Collected data
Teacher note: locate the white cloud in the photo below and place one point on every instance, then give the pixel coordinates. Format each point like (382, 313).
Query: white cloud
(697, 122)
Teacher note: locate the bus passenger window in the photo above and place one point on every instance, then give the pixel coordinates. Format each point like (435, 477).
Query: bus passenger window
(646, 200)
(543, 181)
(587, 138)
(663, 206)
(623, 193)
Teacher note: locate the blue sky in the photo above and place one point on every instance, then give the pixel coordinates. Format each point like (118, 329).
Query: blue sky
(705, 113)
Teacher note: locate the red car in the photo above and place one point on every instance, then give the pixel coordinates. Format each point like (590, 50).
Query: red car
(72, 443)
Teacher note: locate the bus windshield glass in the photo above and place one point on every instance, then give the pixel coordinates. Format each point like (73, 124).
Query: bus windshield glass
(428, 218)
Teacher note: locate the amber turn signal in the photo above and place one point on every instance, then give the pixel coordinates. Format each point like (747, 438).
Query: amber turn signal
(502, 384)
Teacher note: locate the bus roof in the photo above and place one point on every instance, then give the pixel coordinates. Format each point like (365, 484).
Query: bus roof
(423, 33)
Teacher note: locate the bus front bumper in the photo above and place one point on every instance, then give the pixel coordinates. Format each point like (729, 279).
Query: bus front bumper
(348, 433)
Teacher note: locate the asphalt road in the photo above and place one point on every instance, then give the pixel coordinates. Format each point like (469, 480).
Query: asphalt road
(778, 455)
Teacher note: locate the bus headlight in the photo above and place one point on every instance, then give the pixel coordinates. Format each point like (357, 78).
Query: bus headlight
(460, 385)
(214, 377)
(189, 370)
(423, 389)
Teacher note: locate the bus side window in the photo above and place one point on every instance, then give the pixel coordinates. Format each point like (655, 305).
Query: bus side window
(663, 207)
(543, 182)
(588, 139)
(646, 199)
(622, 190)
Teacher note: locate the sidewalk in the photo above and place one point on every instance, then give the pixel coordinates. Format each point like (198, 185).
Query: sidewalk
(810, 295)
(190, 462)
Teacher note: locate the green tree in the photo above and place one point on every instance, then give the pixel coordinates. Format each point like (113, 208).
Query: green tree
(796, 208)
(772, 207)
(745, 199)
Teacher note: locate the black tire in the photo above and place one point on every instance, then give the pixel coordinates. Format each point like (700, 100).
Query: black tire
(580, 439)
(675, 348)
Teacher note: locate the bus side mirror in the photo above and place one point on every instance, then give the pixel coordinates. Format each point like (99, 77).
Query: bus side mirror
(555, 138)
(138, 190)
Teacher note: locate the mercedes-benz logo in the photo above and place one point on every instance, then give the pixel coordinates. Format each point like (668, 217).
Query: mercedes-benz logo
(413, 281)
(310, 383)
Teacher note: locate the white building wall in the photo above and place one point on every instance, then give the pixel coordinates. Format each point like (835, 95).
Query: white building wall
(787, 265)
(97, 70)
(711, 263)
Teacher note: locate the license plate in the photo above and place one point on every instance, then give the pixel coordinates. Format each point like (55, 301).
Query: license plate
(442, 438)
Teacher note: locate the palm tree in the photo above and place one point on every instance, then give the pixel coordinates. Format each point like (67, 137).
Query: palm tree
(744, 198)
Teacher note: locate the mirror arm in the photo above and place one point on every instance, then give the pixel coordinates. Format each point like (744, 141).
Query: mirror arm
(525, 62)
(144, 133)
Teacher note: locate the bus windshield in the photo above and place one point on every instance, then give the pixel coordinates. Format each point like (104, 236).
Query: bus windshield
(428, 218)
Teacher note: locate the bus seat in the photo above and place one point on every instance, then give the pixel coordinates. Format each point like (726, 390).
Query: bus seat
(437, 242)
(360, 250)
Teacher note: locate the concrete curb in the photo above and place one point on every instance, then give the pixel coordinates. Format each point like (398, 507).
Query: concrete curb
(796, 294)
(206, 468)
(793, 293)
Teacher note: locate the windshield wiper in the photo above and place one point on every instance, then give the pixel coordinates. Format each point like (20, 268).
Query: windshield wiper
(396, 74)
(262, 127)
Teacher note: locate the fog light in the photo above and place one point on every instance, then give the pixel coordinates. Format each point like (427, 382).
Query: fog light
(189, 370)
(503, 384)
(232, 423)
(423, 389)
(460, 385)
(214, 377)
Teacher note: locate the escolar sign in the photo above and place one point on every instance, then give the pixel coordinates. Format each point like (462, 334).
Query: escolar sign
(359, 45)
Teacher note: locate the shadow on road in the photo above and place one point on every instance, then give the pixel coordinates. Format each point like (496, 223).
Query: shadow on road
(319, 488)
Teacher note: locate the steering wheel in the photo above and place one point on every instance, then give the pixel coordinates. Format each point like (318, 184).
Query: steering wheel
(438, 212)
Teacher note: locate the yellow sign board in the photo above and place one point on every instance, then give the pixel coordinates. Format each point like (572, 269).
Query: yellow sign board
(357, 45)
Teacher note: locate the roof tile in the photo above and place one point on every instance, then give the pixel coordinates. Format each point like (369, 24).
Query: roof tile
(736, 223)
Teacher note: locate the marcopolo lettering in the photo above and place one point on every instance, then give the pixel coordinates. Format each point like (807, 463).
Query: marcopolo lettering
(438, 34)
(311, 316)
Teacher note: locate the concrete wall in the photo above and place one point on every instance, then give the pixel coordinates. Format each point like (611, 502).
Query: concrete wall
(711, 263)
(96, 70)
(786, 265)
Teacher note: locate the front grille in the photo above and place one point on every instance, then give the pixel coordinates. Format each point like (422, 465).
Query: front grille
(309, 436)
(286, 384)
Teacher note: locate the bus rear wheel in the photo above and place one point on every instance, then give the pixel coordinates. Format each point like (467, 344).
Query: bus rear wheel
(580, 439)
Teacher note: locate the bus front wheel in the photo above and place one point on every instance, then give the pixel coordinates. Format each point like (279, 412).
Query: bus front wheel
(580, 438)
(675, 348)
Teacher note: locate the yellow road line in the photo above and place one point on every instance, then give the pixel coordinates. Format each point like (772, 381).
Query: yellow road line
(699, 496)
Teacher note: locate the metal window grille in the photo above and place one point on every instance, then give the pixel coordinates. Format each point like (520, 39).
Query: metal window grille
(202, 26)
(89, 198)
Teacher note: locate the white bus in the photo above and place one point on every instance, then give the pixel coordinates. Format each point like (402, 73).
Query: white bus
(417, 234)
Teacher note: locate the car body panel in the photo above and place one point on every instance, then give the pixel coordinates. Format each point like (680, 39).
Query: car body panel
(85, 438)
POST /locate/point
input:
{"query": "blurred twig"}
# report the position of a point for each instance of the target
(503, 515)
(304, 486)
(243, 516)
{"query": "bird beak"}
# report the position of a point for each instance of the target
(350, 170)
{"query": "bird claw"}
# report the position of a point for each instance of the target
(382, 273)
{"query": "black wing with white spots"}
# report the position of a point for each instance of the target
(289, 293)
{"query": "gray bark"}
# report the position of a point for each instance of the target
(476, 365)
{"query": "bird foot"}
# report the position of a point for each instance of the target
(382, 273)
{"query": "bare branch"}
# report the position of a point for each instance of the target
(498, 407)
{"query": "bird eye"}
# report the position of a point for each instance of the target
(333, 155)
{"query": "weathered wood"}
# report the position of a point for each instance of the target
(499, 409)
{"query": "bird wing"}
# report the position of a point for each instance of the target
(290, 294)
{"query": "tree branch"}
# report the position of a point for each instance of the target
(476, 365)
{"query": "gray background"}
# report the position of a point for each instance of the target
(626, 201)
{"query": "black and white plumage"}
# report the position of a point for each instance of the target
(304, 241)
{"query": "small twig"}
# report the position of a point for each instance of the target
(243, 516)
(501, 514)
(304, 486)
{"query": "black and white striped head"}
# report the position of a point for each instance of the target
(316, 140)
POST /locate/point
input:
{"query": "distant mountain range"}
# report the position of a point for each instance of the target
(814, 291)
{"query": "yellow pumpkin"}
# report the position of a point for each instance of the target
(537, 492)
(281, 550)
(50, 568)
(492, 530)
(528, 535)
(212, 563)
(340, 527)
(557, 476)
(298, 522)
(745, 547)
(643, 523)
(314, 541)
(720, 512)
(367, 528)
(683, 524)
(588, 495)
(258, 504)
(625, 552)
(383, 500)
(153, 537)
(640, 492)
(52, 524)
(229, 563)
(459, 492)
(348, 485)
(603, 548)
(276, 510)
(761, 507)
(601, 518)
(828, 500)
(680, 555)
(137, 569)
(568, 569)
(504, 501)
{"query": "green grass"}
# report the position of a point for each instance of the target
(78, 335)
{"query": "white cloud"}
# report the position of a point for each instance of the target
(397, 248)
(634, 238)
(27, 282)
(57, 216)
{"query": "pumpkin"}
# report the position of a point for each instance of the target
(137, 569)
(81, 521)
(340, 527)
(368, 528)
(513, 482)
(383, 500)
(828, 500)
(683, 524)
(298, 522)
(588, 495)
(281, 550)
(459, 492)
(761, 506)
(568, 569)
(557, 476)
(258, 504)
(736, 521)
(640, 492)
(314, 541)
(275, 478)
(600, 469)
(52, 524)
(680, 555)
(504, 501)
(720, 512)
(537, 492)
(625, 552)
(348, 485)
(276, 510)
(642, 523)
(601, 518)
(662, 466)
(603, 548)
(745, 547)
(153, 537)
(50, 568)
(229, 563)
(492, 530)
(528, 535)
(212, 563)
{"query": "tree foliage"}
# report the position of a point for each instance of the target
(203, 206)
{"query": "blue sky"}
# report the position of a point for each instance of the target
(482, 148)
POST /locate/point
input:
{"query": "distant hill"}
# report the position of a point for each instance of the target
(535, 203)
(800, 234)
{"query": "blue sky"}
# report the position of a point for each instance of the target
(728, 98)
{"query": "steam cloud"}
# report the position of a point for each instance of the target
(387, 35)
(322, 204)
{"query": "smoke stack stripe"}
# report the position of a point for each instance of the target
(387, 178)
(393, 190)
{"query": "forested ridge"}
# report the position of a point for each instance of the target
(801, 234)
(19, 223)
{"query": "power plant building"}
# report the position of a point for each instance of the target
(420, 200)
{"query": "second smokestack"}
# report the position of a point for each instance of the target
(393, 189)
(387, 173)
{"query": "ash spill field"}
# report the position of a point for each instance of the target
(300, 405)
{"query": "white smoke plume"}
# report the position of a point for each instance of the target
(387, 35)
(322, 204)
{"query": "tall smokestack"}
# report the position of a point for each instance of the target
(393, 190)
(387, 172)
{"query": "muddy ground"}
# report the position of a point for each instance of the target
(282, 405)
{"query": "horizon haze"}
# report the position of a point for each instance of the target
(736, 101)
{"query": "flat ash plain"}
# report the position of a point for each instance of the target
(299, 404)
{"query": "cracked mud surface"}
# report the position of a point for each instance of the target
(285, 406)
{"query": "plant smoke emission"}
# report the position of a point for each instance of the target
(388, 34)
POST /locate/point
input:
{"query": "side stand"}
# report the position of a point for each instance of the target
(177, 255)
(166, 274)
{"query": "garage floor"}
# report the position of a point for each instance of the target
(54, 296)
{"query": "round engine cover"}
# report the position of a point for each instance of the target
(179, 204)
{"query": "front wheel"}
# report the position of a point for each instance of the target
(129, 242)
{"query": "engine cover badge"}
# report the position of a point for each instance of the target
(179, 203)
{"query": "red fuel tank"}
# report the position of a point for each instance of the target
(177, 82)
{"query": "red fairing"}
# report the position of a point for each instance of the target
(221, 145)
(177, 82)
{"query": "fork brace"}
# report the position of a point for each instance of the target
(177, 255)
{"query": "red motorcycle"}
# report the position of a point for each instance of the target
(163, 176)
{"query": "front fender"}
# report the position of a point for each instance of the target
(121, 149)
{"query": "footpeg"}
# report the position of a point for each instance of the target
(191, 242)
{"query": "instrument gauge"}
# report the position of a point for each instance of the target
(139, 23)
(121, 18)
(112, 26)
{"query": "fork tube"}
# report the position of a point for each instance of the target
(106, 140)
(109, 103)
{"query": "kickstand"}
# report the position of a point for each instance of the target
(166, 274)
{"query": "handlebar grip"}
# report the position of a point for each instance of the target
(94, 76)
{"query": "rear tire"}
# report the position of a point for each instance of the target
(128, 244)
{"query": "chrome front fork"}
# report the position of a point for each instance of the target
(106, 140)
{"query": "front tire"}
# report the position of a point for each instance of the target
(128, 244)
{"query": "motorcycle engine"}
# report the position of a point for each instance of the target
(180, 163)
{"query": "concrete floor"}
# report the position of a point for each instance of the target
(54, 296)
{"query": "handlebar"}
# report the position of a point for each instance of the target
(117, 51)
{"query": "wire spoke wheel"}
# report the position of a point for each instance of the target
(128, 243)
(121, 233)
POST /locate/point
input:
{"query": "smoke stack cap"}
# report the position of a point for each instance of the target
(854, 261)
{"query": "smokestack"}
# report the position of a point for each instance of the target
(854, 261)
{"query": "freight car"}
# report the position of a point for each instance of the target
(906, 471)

__EXERCISE BRIEF__. Please gather every line from the collected data above that contains the string "steering", and copy each one in full.

__EXERCISE RESULT__.
Teacher note: locate the steering wheel in the photo above and place one point on every instance, then give the pixel coordinates. Format each point like (318, 184).
Query: steering wheel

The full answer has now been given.